MATERIAL FOR THIS EXERCISE.
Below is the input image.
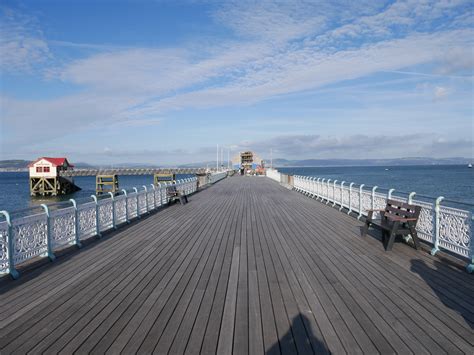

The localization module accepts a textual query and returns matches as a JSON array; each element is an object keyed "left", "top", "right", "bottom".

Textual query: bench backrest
[
  {"left": 166, "top": 186, "right": 178, "bottom": 195},
  {"left": 384, "top": 199, "right": 421, "bottom": 221}
]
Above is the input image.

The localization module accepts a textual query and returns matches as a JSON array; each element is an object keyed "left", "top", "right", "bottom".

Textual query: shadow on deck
[{"left": 0, "top": 176, "right": 472, "bottom": 354}]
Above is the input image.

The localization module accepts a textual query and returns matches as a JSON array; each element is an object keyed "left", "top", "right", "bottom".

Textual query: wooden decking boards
[{"left": 0, "top": 177, "right": 472, "bottom": 354}]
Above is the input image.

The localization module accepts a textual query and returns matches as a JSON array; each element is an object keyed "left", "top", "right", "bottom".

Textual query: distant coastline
[{"left": 0, "top": 157, "right": 471, "bottom": 171}]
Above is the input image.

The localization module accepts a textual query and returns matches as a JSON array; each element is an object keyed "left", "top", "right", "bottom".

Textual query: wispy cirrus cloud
[
  {"left": 0, "top": 6, "right": 51, "bottom": 73},
  {"left": 1, "top": 0, "right": 473, "bottom": 161},
  {"left": 232, "top": 133, "right": 473, "bottom": 159}
]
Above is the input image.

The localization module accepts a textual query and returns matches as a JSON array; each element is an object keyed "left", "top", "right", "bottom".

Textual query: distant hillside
[
  {"left": 0, "top": 160, "right": 31, "bottom": 169},
  {"left": 1, "top": 156, "right": 470, "bottom": 171},
  {"left": 271, "top": 157, "right": 471, "bottom": 167}
]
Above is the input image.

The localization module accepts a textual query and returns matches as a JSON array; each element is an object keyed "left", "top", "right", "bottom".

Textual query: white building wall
[{"left": 29, "top": 159, "right": 58, "bottom": 178}]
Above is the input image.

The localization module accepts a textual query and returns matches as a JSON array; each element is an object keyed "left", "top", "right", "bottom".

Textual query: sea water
[{"left": 0, "top": 165, "right": 472, "bottom": 213}]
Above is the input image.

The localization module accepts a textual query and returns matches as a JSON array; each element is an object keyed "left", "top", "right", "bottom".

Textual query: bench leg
[
  {"left": 361, "top": 221, "right": 371, "bottom": 237},
  {"left": 362, "top": 211, "right": 375, "bottom": 237},
  {"left": 385, "top": 222, "right": 399, "bottom": 251},
  {"left": 409, "top": 225, "right": 420, "bottom": 250}
]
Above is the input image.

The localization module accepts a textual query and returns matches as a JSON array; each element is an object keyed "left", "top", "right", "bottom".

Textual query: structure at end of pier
[{"left": 28, "top": 157, "right": 80, "bottom": 196}]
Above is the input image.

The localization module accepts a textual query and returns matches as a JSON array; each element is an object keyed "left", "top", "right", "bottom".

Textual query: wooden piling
[{"left": 96, "top": 175, "right": 119, "bottom": 195}]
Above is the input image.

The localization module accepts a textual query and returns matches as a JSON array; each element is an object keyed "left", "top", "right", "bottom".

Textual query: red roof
[{"left": 28, "top": 157, "right": 74, "bottom": 168}]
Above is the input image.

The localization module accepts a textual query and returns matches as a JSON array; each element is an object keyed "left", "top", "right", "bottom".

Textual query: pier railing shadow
[
  {"left": 266, "top": 313, "right": 330, "bottom": 355},
  {"left": 410, "top": 259, "right": 474, "bottom": 329},
  {"left": 0, "top": 204, "right": 167, "bottom": 294}
]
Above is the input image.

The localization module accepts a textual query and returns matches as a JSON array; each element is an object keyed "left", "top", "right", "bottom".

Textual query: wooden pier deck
[{"left": 0, "top": 177, "right": 473, "bottom": 354}]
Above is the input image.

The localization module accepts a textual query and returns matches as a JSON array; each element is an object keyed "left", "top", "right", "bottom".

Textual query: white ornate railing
[
  {"left": 0, "top": 177, "right": 199, "bottom": 279},
  {"left": 289, "top": 173, "right": 474, "bottom": 273},
  {"left": 208, "top": 171, "right": 228, "bottom": 184},
  {"left": 266, "top": 168, "right": 281, "bottom": 182}
]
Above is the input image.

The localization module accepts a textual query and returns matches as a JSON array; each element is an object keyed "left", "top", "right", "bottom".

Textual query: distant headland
[{"left": 0, "top": 157, "right": 471, "bottom": 172}]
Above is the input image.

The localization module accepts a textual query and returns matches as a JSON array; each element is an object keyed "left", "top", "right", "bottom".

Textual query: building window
[
  {"left": 36, "top": 167, "right": 43, "bottom": 173},
  {"left": 44, "top": 167, "right": 50, "bottom": 173}
]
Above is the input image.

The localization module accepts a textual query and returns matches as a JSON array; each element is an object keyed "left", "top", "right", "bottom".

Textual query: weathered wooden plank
[
  {"left": 182, "top": 187, "right": 240, "bottom": 354},
  {"left": 0, "top": 176, "right": 472, "bottom": 355}
]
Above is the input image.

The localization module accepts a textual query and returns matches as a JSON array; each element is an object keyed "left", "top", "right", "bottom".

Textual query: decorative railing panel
[
  {"left": 98, "top": 200, "right": 114, "bottom": 232},
  {"left": 138, "top": 192, "right": 147, "bottom": 215},
  {"left": 78, "top": 202, "right": 96, "bottom": 239},
  {"left": 0, "top": 221, "right": 9, "bottom": 274},
  {"left": 12, "top": 213, "right": 48, "bottom": 265},
  {"left": 289, "top": 174, "right": 474, "bottom": 272},
  {"left": 438, "top": 206, "right": 471, "bottom": 258},
  {"left": 50, "top": 207, "right": 76, "bottom": 249},
  {"left": 373, "top": 192, "right": 387, "bottom": 211},
  {"left": 413, "top": 200, "right": 434, "bottom": 244},
  {"left": 115, "top": 195, "right": 128, "bottom": 225},
  {"left": 266, "top": 168, "right": 281, "bottom": 183},
  {"left": 334, "top": 186, "right": 341, "bottom": 204},
  {"left": 147, "top": 192, "right": 155, "bottom": 210},
  {"left": 77, "top": 202, "right": 97, "bottom": 240},
  {"left": 128, "top": 193, "right": 138, "bottom": 219},
  {"left": 361, "top": 191, "right": 372, "bottom": 216},
  {"left": 0, "top": 177, "right": 206, "bottom": 278}
]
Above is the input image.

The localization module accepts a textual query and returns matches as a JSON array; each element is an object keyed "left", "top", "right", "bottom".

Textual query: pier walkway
[{"left": 0, "top": 177, "right": 472, "bottom": 354}]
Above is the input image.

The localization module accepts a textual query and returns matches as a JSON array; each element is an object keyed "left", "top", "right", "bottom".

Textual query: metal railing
[
  {"left": 287, "top": 174, "right": 473, "bottom": 273},
  {"left": 266, "top": 168, "right": 281, "bottom": 182},
  {"left": 0, "top": 178, "right": 199, "bottom": 279},
  {"left": 208, "top": 171, "right": 229, "bottom": 184}
]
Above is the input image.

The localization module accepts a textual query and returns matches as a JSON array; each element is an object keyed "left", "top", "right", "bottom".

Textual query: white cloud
[
  {"left": 231, "top": 133, "right": 473, "bottom": 159},
  {"left": 1, "top": 0, "right": 473, "bottom": 159},
  {"left": 130, "top": 29, "right": 472, "bottom": 116},
  {"left": 433, "top": 86, "right": 449, "bottom": 100},
  {"left": 0, "top": 7, "right": 51, "bottom": 73}
]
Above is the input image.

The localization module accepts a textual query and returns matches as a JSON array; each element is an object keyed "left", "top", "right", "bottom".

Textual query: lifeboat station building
[{"left": 28, "top": 157, "right": 79, "bottom": 196}]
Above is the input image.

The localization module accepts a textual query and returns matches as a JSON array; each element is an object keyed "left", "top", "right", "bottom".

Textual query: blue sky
[{"left": 0, "top": 0, "right": 473, "bottom": 165}]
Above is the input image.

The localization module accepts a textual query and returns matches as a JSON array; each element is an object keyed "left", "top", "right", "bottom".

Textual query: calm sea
[
  {"left": 0, "top": 165, "right": 472, "bottom": 213},
  {"left": 0, "top": 173, "right": 193, "bottom": 214},
  {"left": 278, "top": 165, "right": 474, "bottom": 207}
]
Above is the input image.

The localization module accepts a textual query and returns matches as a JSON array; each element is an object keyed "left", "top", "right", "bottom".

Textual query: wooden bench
[
  {"left": 166, "top": 186, "right": 188, "bottom": 206},
  {"left": 362, "top": 199, "right": 421, "bottom": 251}
]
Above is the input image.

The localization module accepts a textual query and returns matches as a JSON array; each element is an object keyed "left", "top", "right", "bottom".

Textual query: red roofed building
[{"left": 29, "top": 157, "right": 74, "bottom": 178}]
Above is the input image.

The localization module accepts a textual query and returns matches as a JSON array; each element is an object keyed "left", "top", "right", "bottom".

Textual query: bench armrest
[{"left": 385, "top": 215, "right": 417, "bottom": 222}]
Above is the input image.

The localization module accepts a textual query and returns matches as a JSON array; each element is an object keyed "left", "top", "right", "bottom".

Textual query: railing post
[
  {"left": 108, "top": 192, "right": 116, "bottom": 229},
  {"left": 431, "top": 196, "right": 444, "bottom": 255},
  {"left": 408, "top": 192, "right": 416, "bottom": 204},
  {"left": 158, "top": 183, "right": 163, "bottom": 206},
  {"left": 122, "top": 189, "right": 129, "bottom": 223},
  {"left": 348, "top": 183, "right": 354, "bottom": 215},
  {"left": 40, "top": 204, "right": 56, "bottom": 261},
  {"left": 332, "top": 180, "right": 338, "bottom": 207},
  {"left": 142, "top": 185, "right": 149, "bottom": 213},
  {"left": 326, "top": 179, "right": 331, "bottom": 204},
  {"left": 150, "top": 184, "right": 156, "bottom": 210},
  {"left": 340, "top": 181, "right": 345, "bottom": 211},
  {"left": 315, "top": 178, "right": 320, "bottom": 199},
  {"left": 388, "top": 188, "right": 395, "bottom": 200},
  {"left": 467, "top": 216, "right": 474, "bottom": 273},
  {"left": 321, "top": 179, "right": 325, "bottom": 201},
  {"left": 0, "top": 211, "right": 19, "bottom": 279},
  {"left": 134, "top": 187, "right": 140, "bottom": 218},
  {"left": 371, "top": 186, "right": 378, "bottom": 210},
  {"left": 358, "top": 184, "right": 365, "bottom": 219},
  {"left": 69, "top": 199, "right": 82, "bottom": 248},
  {"left": 313, "top": 177, "right": 318, "bottom": 197},
  {"left": 91, "top": 195, "right": 102, "bottom": 238}
]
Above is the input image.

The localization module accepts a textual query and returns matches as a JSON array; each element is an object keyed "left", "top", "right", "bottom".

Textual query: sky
[{"left": 0, "top": 0, "right": 473, "bottom": 165}]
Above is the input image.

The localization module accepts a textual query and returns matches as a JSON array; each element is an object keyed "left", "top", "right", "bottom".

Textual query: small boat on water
[{"left": 469, "top": 163, "right": 472, "bottom": 168}]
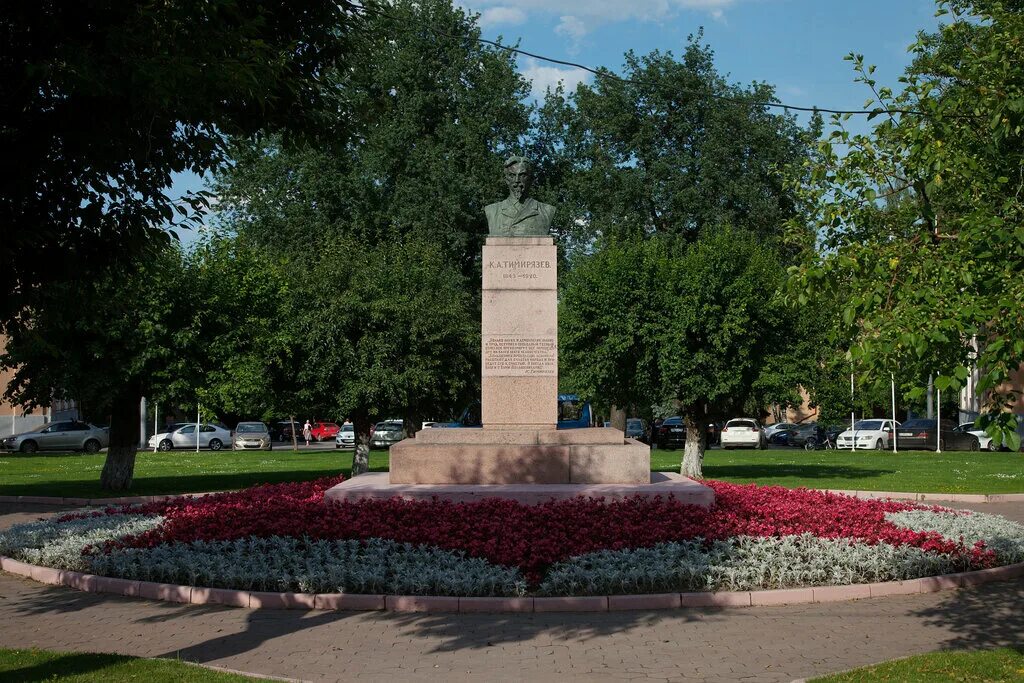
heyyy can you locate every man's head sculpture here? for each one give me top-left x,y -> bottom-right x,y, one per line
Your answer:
503,155 -> 531,203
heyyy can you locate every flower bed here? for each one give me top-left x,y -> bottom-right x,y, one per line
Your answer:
2,477 -> 1023,597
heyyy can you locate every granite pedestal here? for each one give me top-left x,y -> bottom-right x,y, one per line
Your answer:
325,235 -> 714,505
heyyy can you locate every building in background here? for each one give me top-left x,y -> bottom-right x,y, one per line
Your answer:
0,334 -> 82,438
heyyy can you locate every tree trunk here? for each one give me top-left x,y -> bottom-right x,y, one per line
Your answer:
289,415 -> 298,452
610,405 -> 626,432
680,412 -> 705,480
100,388 -> 141,491
350,411 -> 372,477
403,408 -> 418,439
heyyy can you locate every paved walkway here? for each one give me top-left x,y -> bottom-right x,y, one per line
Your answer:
1,502 -> 1022,682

PROBLEM DETAILS.
Work through the data line by line and state how many lines have the string "give"; add nothing else.

SOLUTION TO THIS EXERCISE.
6